## TASK DATA
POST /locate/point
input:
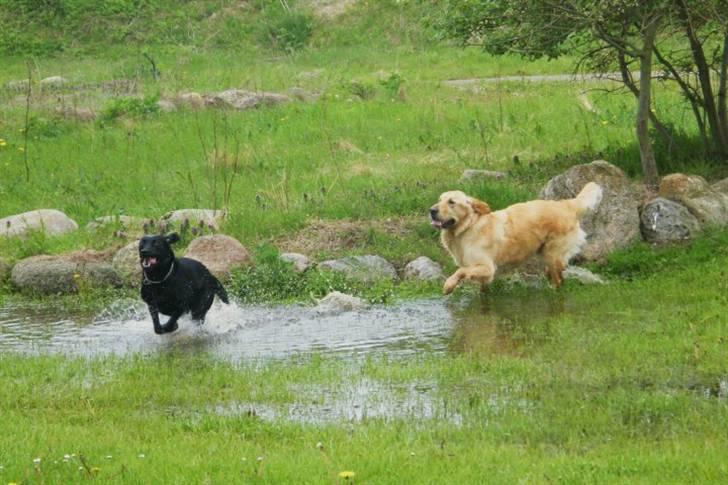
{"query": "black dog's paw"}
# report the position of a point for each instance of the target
(166, 328)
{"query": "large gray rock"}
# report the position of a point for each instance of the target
(616, 222)
(708, 205)
(241, 99)
(50, 221)
(204, 218)
(665, 221)
(336, 302)
(366, 269)
(47, 275)
(423, 268)
(220, 253)
(721, 186)
(299, 261)
(126, 264)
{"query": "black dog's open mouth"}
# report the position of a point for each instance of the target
(148, 261)
(442, 224)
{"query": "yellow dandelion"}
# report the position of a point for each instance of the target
(346, 475)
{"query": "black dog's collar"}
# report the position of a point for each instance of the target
(147, 281)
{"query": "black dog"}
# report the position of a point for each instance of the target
(175, 286)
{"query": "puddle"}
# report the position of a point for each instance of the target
(358, 401)
(231, 331)
(237, 332)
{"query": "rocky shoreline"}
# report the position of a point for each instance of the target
(684, 205)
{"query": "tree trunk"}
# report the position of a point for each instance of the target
(647, 155)
(722, 116)
(717, 130)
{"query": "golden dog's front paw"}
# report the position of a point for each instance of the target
(450, 285)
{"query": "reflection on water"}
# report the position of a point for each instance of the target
(472, 323)
(360, 400)
(505, 324)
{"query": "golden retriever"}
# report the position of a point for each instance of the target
(481, 241)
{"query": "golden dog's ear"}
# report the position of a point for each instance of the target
(479, 206)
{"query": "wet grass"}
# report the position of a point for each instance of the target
(623, 382)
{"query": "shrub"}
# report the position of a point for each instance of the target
(286, 30)
(129, 106)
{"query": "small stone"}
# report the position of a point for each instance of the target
(53, 82)
(664, 221)
(336, 302)
(300, 262)
(582, 275)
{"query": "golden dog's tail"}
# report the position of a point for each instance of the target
(589, 198)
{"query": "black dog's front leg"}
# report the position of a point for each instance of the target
(168, 327)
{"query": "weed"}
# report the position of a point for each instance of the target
(129, 107)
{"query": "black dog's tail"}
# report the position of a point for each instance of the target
(220, 291)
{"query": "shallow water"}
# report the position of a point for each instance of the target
(238, 332)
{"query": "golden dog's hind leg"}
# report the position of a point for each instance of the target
(554, 271)
(482, 273)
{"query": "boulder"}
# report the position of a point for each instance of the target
(46, 275)
(240, 99)
(300, 262)
(220, 253)
(53, 82)
(50, 221)
(664, 221)
(336, 302)
(473, 174)
(126, 264)
(203, 218)
(721, 186)
(582, 275)
(616, 222)
(708, 205)
(366, 269)
(423, 268)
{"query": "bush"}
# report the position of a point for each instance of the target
(286, 30)
(129, 106)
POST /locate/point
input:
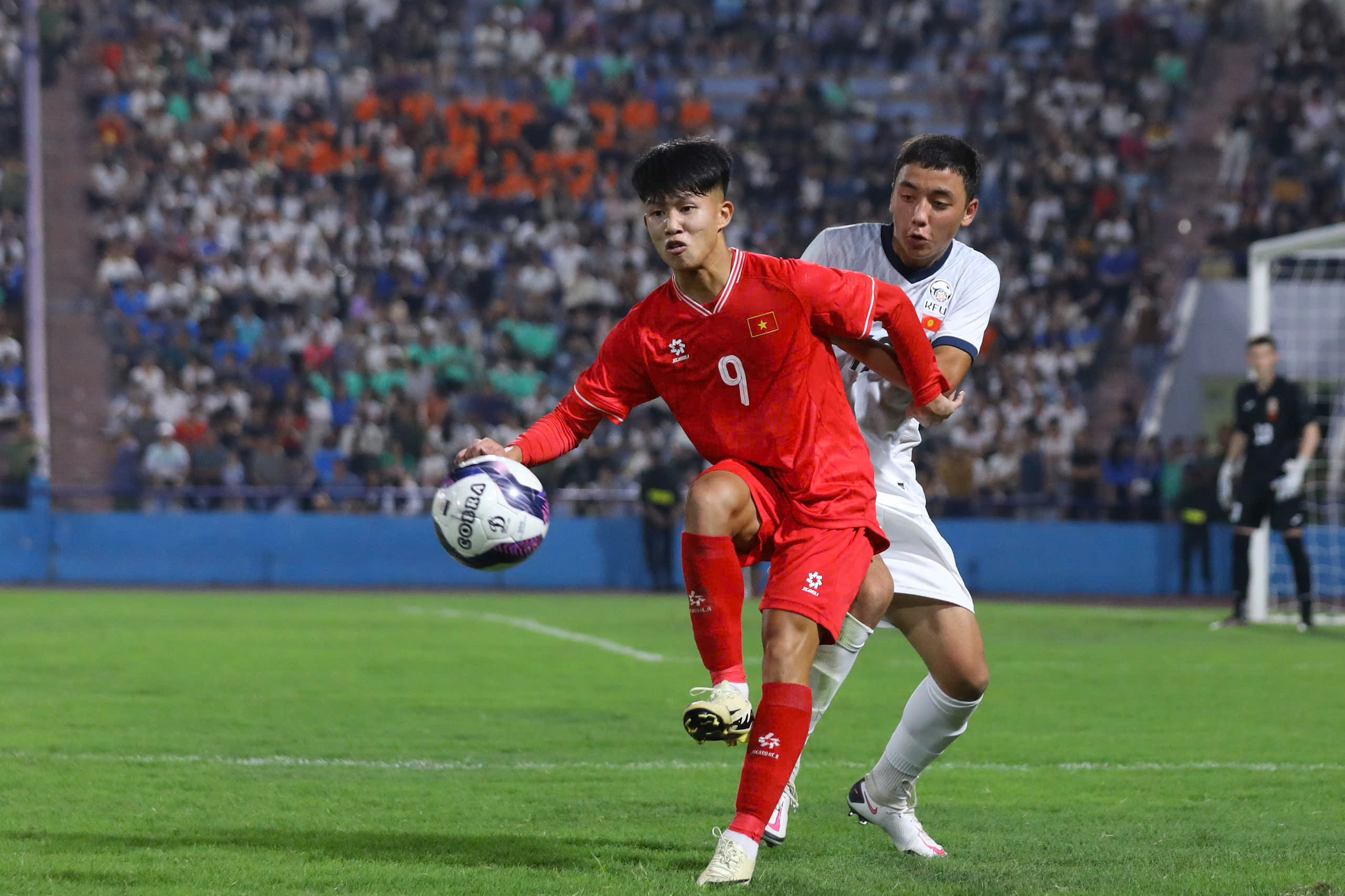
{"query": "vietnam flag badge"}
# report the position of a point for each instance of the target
(762, 325)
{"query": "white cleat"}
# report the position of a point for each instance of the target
(731, 864)
(900, 821)
(779, 824)
(721, 715)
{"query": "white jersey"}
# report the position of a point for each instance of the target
(953, 296)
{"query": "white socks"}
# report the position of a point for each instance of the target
(833, 664)
(748, 845)
(930, 723)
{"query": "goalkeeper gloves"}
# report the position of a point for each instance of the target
(1227, 473)
(1291, 481)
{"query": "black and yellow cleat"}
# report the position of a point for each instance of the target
(723, 715)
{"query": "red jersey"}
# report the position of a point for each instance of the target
(753, 379)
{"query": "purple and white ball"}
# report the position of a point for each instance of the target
(491, 513)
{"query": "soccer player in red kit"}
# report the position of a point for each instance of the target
(738, 346)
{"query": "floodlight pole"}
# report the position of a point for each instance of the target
(35, 262)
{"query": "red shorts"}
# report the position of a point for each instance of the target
(814, 572)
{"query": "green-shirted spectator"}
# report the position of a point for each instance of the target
(395, 377)
(429, 353)
(537, 341)
(179, 108)
(1171, 478)
(517, 384)
(459, 365)
(454, 361)
(354, 380)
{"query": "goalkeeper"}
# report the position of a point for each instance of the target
(1274, 437)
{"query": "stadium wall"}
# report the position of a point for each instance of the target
(189, 549)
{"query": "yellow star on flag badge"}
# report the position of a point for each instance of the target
(762, 325)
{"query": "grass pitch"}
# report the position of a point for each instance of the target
(411, 744)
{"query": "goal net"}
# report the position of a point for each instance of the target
(1297, 294)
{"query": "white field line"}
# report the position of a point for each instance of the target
(532, 624)
(451, 766)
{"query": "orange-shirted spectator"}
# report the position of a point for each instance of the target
(506, 124)
(459, 121)
(295, 150)
(544, 171)
(325, 159)
(368, 108)
(514, 185)
(113, 57)
(639, 115)
(604, 113)
(417, 107)
(577, 171)
(460, 159)
(477, 185)
(112, 131)
(429, 162)
(696, 113)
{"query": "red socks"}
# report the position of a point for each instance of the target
(774, 747)
(715, 595)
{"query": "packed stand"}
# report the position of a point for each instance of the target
(1282, 161)
(58, 25)
(340, 240)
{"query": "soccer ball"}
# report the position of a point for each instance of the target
(490, 513)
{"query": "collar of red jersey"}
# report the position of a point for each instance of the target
(735, 275)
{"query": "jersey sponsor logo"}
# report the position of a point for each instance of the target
(939, 295)
(762, 325)
(765, 743)
(934, 307)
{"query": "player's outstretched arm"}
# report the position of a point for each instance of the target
(609, 388)
(555, 435)
(935, 400)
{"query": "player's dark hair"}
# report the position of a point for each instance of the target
(942, 152)
(688, 167)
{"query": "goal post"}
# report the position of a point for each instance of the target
(1297, 294)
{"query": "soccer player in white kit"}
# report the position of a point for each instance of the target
(954, 288)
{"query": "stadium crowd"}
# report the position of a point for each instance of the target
(338, 240)
(58, 23)
(1282, 162)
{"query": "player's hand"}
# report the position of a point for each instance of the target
(1291, 481)
(937, 411)
(483, 447)
(1226, 485)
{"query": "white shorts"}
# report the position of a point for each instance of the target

## WHAT IS NEEDED
Where does the word "player" show up in the material? Copy out each line that has it.

## EXERCISE RESPONSE
{"query": "soccer player in red kit"}
{"query": "player's outstretched arm"}
{"query": "player's dark hair"}
{"query": "soccer player in white kit"}
{"query": "player's hand"}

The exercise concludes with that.